Friday, May 23, 2008

Steampunk writ large

It is said that sometime century-before-last, one Alexander Stanhope St. George had the notion of boring a tunnel from London to New York, affixing rather large lenses to either end and, with the aid of mirrors, allowing passersby in the two cities end to see each other as though they were face to face. It is also said that many of the workers who constructed the tunnel hailed from Liverpool.

And sure enough, if you go to the South Bank in London or the Fulton Ferry Landing in Brooklyn, there it is: an imposing Victorian-looking metal tube angling out of the ground, and sure enough, you can look into the lens and see across the Atlantic. The New York times has the full details; Auntie has a briefer, more bemused take. There's even a web page for making appointments to meet via Telectroscope, as the device is known.

For my money, the brilliant part of the concept is that there's no sound. The creator, Paul St. George, explains that if there were sound, people would likely just line up and use it as a telephone, but without sound, they actually have to move around and interact visually (or at least scrawl messages on a whiteboard.)

[Annotated coordinate records]
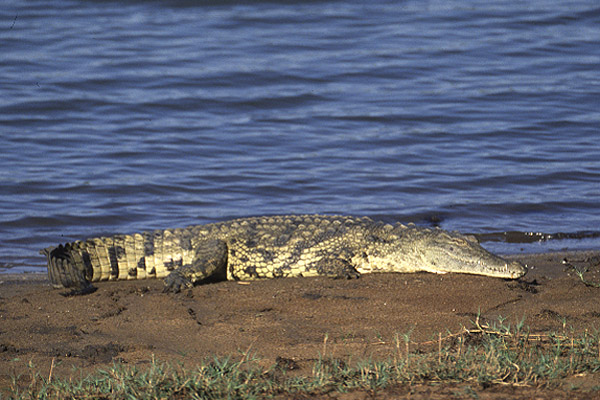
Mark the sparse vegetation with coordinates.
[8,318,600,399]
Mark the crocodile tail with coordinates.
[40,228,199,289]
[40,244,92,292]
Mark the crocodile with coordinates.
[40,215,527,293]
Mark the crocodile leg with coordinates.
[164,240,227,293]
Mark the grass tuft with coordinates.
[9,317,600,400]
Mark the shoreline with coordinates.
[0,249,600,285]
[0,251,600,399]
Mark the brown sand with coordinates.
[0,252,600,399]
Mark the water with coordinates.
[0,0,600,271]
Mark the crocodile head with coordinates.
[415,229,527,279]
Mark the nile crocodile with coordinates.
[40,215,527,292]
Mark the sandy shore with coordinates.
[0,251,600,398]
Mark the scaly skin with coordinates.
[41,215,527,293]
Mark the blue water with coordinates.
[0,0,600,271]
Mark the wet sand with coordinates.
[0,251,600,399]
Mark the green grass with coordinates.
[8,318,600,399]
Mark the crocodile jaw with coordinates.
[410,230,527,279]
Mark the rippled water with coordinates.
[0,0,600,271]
==
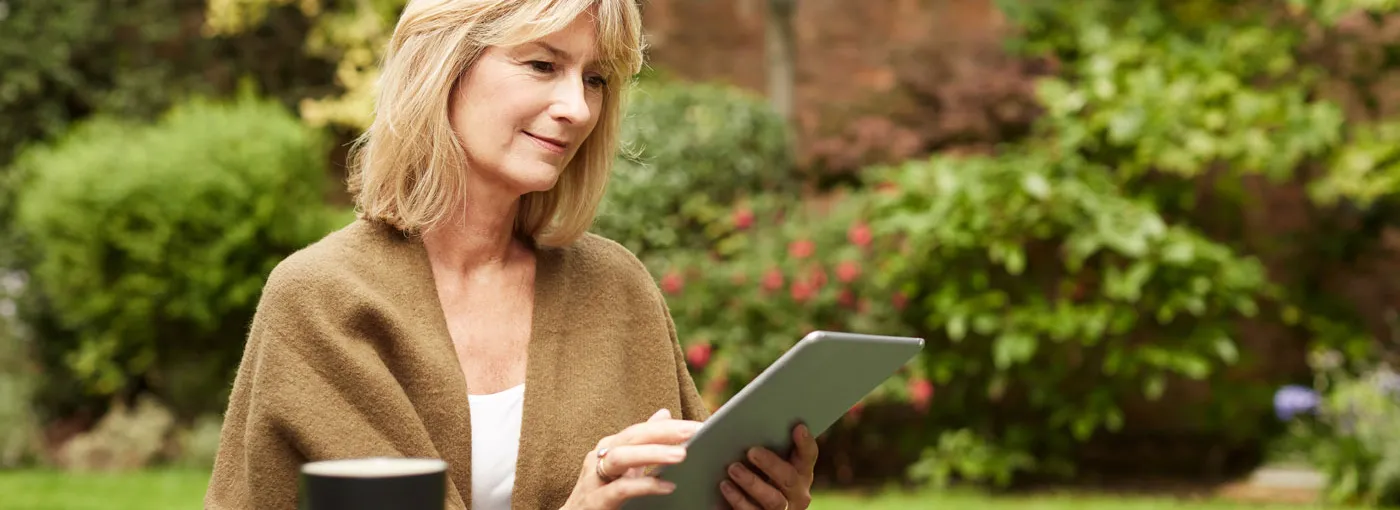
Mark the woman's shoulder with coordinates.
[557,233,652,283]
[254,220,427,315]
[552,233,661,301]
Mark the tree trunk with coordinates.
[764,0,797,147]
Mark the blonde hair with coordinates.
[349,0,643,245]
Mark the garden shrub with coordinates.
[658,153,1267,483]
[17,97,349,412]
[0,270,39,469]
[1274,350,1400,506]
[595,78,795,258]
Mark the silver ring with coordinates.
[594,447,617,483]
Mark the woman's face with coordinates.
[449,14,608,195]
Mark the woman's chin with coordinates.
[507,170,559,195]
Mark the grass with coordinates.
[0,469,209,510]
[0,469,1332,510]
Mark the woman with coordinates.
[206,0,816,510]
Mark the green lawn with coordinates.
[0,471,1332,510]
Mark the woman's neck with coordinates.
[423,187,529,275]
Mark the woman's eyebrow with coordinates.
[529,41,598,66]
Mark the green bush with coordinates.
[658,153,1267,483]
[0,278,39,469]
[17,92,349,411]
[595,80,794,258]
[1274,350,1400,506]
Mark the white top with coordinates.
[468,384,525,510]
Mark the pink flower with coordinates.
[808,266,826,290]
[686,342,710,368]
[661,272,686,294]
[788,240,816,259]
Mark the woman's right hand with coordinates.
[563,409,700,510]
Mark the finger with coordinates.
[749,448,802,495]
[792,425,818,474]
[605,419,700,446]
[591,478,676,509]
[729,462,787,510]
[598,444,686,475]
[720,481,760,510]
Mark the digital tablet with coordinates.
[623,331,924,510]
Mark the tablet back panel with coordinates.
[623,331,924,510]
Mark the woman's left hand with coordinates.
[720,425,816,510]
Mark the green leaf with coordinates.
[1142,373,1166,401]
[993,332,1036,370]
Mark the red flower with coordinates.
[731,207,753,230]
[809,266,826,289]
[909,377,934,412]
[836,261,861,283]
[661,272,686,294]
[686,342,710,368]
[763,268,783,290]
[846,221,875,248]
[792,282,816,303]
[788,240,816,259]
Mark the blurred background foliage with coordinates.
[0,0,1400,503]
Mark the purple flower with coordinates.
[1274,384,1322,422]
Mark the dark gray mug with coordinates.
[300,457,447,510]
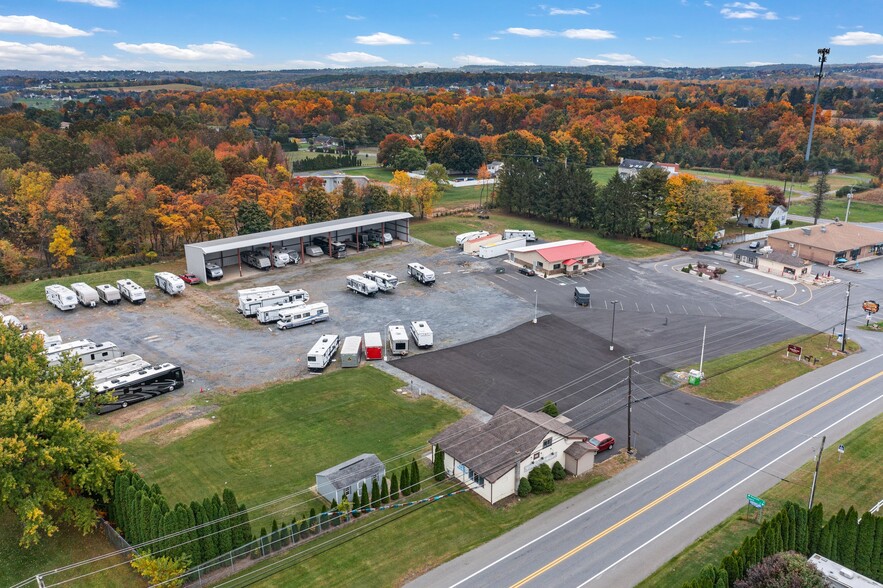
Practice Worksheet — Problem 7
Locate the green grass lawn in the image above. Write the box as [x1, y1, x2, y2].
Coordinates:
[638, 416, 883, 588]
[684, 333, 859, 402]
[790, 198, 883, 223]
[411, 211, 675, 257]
* * *
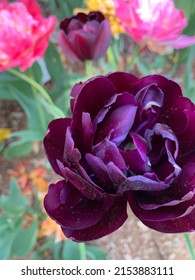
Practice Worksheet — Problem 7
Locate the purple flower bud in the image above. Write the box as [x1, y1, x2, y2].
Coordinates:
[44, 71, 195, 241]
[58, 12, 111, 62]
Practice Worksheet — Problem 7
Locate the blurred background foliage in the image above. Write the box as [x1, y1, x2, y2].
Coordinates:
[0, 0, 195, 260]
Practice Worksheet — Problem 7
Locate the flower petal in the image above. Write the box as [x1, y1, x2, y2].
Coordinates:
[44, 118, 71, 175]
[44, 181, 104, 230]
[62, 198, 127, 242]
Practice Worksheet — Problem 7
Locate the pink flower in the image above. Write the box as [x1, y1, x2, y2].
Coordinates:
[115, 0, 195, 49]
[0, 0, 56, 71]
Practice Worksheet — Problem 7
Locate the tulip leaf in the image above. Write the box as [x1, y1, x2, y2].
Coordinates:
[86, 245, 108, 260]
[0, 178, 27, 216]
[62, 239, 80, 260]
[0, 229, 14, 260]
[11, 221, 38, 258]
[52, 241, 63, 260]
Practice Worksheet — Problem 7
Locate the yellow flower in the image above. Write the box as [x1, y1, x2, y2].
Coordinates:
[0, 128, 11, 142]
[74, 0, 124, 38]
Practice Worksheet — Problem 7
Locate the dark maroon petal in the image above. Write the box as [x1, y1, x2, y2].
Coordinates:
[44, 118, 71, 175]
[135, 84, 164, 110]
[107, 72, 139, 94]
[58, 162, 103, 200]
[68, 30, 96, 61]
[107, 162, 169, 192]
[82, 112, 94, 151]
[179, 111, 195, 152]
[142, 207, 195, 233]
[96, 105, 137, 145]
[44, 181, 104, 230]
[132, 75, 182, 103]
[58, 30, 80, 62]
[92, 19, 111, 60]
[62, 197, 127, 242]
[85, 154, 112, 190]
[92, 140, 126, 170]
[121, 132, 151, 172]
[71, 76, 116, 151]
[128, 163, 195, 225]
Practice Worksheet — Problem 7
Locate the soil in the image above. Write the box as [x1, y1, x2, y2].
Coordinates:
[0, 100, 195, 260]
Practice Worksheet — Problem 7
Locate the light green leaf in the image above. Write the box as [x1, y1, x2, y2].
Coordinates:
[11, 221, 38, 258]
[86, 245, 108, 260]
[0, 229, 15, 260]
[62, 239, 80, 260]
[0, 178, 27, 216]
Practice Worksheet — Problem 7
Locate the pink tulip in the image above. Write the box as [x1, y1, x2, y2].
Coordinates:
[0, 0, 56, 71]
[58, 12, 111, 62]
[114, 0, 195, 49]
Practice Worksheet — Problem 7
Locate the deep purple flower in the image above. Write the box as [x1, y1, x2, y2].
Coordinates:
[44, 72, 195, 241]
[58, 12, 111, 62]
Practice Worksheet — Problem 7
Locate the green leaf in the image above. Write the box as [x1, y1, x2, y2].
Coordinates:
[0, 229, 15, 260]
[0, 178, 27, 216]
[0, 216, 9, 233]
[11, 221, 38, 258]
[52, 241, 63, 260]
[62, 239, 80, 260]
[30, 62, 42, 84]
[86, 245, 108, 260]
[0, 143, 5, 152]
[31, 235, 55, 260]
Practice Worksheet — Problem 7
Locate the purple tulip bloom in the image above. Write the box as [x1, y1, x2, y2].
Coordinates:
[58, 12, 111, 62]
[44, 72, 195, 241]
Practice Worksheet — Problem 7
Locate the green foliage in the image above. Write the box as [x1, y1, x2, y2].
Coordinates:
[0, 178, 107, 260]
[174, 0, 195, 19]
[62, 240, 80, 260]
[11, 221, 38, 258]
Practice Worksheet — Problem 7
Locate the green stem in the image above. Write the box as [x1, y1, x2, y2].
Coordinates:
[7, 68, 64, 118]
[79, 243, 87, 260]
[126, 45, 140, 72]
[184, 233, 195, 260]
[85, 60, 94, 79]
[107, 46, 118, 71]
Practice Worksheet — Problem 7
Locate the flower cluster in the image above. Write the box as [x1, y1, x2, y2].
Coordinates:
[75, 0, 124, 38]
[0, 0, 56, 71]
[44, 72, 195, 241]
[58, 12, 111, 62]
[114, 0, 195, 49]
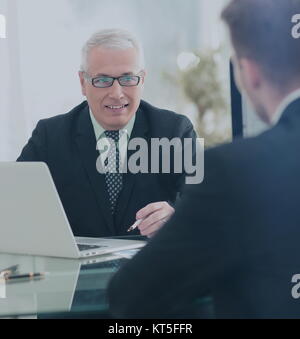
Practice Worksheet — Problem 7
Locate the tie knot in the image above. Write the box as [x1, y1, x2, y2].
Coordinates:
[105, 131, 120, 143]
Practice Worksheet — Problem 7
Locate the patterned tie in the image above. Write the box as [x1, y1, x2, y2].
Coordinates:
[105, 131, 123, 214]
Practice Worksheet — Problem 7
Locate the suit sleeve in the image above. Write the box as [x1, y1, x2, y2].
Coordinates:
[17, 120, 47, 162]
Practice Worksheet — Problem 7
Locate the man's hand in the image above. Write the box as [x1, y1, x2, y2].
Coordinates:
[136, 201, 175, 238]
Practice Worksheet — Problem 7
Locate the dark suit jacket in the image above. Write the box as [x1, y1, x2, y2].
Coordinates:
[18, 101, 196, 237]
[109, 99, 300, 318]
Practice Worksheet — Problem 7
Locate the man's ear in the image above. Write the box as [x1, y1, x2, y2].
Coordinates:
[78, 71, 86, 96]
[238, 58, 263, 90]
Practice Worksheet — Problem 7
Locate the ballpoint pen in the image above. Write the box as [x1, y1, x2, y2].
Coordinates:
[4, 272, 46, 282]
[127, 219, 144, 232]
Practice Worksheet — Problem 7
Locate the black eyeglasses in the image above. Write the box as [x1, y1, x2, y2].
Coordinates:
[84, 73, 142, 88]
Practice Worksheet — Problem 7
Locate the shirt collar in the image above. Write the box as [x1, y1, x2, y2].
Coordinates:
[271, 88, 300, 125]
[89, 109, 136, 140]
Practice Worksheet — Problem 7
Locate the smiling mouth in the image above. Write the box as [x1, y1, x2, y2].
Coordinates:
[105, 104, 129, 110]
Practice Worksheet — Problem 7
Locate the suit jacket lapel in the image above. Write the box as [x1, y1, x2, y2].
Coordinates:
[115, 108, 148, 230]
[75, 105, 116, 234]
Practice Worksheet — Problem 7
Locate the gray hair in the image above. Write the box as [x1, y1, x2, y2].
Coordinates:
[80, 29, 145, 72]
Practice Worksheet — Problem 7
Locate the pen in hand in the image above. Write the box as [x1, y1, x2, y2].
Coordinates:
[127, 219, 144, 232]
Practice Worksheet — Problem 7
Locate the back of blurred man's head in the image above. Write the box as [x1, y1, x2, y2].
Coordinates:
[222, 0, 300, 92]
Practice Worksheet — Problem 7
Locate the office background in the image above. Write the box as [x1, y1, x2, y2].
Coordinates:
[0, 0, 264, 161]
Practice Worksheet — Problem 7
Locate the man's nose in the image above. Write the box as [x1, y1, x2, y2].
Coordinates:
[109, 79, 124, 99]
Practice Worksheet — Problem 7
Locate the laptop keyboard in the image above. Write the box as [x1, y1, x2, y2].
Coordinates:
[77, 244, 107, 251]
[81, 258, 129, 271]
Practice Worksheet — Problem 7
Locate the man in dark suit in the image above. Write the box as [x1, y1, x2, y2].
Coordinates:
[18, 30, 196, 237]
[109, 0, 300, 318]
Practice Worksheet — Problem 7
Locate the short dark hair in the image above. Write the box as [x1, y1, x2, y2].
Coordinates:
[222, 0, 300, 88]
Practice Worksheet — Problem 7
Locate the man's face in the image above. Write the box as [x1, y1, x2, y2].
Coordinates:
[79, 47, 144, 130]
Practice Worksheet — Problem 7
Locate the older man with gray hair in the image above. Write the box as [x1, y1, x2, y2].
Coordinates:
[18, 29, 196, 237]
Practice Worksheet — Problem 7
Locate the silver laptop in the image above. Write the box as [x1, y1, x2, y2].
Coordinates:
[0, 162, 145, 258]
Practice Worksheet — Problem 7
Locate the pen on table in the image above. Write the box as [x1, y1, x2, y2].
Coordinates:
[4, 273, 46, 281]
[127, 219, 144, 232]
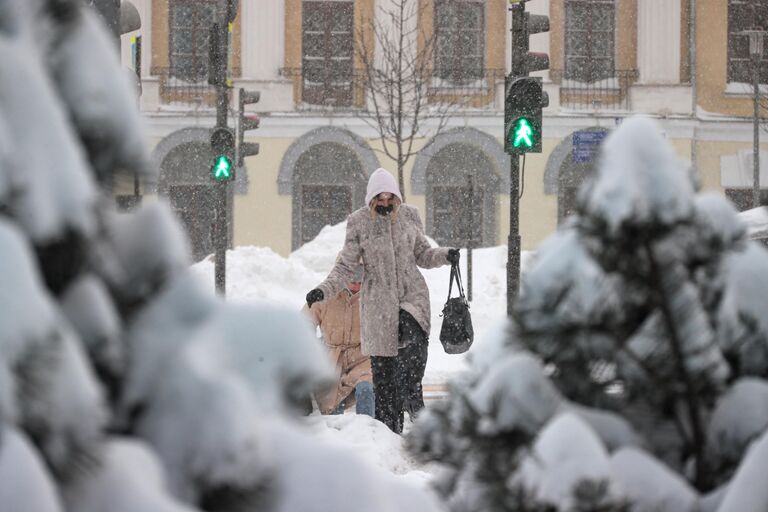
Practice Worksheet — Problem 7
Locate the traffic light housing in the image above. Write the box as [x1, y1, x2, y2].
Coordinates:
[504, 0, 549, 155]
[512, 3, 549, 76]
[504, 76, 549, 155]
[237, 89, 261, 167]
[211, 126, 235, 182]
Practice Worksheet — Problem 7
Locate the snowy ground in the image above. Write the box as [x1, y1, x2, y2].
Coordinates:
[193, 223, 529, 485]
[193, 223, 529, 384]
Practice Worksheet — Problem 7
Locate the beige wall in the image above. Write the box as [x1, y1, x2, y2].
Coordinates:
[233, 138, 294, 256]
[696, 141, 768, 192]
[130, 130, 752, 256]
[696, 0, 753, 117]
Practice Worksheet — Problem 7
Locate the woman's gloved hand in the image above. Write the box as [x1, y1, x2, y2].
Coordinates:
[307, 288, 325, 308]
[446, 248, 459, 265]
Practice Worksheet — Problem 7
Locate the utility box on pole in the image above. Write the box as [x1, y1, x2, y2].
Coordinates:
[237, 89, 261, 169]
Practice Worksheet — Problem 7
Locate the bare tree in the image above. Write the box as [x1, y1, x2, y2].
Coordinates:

PROBLEMS TO SOLVE =
(1) Reproduce part of the Telectroscope post word for word, starting at the words "Friday, May 23, 2008" and stopping after "device is known.".
(2) List every geographic place name that appears in the Telectroscope post, giving each one only once.
These records have no connection to the Telectroscope post.

RESULTS =
(1)
Friday, May 23, 2008

Steampunk writ large

It is said that sometime century-before-last, one Alexander Stanhope St. George had the notion of boring a tunnel from London to New York, affixing rather large lenses to either end and, with the aid of mirrors, allowing passersby in the two cities end to see each other as though they were face to face. It is also said that many of the workers who constructed the tunnel hailed from Liverpool.

And sure enough, if you go to the South Bank in London or the Fulton Ferry Landing in Brooklyn, there it is: an imposing Victorian-looking metal tube angling out of the ground, and sure enough, you can look into the lens and see across the Atlantic. The New York times has the full details; Auntie has a briefer, more bemused take. There's even a web page for making appointments to meet via Telectroscope, as the device is known.

(2) London, New York, Liverpool, South Bank, Fulton Ferry Landing, Brooklyn, Atlantic